===== Given records

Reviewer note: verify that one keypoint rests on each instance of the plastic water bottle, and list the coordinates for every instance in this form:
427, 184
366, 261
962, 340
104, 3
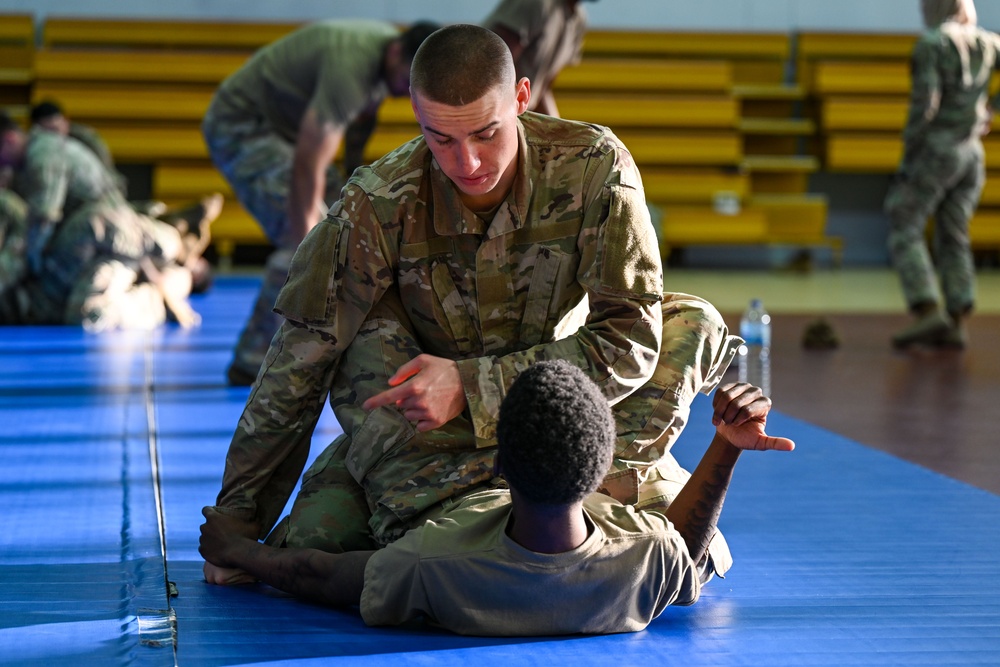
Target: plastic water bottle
755, 353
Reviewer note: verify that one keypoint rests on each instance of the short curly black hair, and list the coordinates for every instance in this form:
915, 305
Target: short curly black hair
555, 435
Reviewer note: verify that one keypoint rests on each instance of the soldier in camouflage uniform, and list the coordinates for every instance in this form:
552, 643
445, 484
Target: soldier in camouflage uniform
543, 36
942, 172
90, 258
13, 260
497, 239
274, 127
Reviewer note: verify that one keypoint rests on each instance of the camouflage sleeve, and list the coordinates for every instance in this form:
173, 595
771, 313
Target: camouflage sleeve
994, 40
13, 218
619, 341
925, 95
333, 283
45, 181
89, 137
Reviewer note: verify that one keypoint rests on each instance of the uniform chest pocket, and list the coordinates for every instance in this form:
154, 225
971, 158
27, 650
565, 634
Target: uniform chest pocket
552, 280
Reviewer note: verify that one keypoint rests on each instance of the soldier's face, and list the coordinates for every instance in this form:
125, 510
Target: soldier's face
476, 144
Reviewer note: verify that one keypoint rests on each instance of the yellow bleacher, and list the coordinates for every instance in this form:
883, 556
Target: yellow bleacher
859, 86
705, 114
17, 48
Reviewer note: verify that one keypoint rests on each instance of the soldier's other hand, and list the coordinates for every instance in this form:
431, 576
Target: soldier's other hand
427, 390
226, 576
220, 545
740, 416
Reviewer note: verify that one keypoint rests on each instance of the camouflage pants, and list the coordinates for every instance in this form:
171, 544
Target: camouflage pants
257, 163
352, 495
945, 184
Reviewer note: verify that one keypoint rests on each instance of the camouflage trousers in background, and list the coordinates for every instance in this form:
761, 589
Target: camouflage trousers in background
945, 184
257, 163
355, 498
263, 323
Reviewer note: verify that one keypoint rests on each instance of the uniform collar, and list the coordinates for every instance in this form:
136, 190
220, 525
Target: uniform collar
452, 217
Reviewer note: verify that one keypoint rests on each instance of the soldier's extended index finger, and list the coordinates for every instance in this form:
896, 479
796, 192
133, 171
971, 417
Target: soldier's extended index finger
387, 397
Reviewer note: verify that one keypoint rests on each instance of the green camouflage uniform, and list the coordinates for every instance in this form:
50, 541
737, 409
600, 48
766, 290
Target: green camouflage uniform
551, 33
942, 172
331, 67
568, 267
86, 271
13, 259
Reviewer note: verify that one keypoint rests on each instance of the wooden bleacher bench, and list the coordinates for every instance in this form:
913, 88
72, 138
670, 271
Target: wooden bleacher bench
623, 74
17, 49
63, 32
89, 102
144, 67
861, 77
687, 105
651, 110
755, 58
881, 153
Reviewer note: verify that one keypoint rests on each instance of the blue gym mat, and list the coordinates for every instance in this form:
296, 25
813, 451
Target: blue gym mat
111, 445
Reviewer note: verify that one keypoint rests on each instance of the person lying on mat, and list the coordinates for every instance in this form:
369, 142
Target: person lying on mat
545, 556
497, 238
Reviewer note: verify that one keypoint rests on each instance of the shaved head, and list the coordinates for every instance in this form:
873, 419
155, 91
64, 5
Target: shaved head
459, 64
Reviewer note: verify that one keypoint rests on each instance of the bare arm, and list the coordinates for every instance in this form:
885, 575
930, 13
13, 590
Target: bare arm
315, 147
333, 579
740, 416
355, 139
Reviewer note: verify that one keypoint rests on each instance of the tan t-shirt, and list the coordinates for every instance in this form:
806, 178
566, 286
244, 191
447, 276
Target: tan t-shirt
550, 31
330, 66
464, 573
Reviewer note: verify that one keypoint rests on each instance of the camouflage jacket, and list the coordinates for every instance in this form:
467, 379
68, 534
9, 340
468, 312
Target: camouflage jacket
951, 70
568, 268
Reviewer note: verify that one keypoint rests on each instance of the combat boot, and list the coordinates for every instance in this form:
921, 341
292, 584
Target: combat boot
956, 337
927, 330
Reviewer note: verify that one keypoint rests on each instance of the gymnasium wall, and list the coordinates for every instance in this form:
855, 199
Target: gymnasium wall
737, 15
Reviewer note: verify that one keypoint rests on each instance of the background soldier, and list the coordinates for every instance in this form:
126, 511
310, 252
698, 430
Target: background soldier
942, 172
543, 36
497, 239
90, 258
274, 127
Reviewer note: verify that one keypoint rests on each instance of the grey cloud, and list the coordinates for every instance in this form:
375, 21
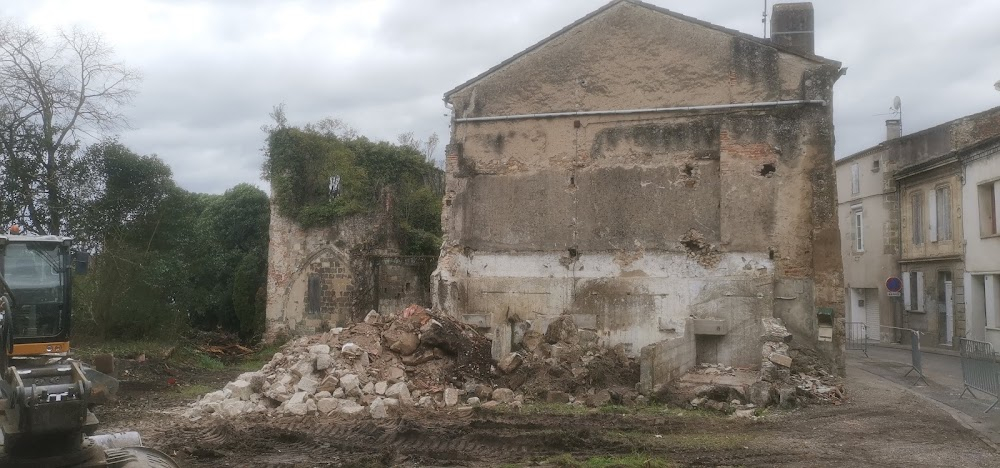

==========

◆ Task objective: Put every line from the one containing "of the background" through the final line, inclusive, into a JSON list of strings with one string per line, leaving out blank lines and pictures.

◆ Problem solution:
[
  "Reviewer note: verify that one keypoint rests on each instance of the background soldier, and list the coordinates for every instance in this form:",
  "126, 511",
  "310, 252",
  "698, 430",
  "Target: background soldier",
  "942, 172",
  "543, 36",
  "497, 239",
  "90, 258",
  "274, 127",
  "Reviewer note: verify that one keypoint rests on each instance of the grey cloud, and list the coordinates for every instance in this form:",
  "375, 21"
]